Exercise task:
Decide whether each statement agrees with the article on large numbers, answering yes or no and quoting the words of the article that settle it. 1. The article is the second part of a three-part series. 2. The article will go back over the material of the previous article. 3. The article is mainly about very large or very precise numbers.

Given text:
Numbers are magic; magic by their properties, their existence, and most importantly, their huge impact on our day-to-day modern life. Everything can be reduced and narrowed down to numbers. In this second part of our series on large numbers, we’ll delve more deeply into this magic.

If you take a walk in the park, a poet might say that you are evading the hectic schedule of your daily life in a dramatic environment. However, a physician or engineer would say that at 15:34 PM you started to move from coordinates X0, Y0 to X, Y at a rate of 1 meter per second, while you are burning 1000kJ, but mostly you are being slowed down by the wind blowing in front of you with 8 m/s.

You see, everything that happens around us can be reduced to numbers, which are the topic of this article. Mainly we will be discussing very large or very precise numbers.

For anyone who has just found this article, let me say it that this is the second part of a three part saga. All of them are published here on the Dev Shed Network, so if you missed the first one don’t hesitate to make a search as we’re going to pick up from where we left off in the last one; I won’t cover the ground already crossed in the previous article.

Supplied entries:
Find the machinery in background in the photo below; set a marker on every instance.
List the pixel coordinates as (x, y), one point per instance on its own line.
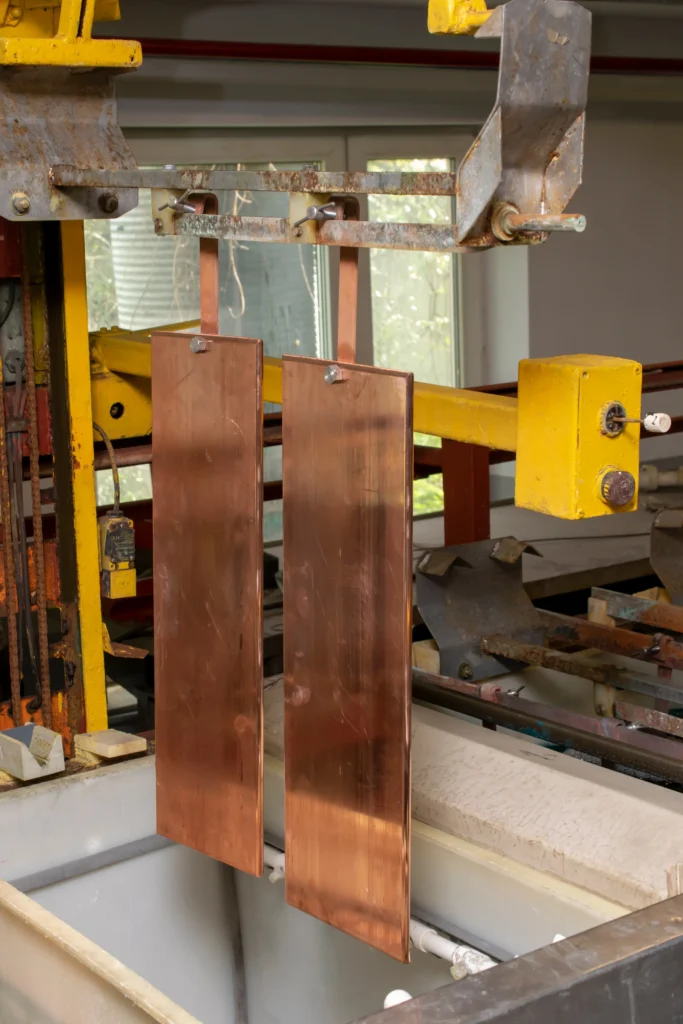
(347, 435)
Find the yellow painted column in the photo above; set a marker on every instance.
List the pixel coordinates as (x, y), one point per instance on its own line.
(83, 479)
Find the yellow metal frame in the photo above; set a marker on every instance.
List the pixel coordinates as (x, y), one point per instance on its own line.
(121, 369)
(60, 35)
(85, 513)
(554, 425)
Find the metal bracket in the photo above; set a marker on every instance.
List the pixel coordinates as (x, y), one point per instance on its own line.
(55, 116)
(529, 152)
(471, 591)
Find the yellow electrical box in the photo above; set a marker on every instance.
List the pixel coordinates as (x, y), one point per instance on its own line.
(457, 17)
(577, 455)
(117, 555)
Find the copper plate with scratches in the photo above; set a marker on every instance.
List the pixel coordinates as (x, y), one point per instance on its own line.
(347, 482)
(208, 546)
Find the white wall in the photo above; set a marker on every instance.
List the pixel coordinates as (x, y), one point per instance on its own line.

Answer below:
1. Yes: "this is the second part of a three part saga"
2. No: "I won’t cover the ground already crossed in the previous article."
3. Yes: "Mainly we will be discussing very large or very precise numbers."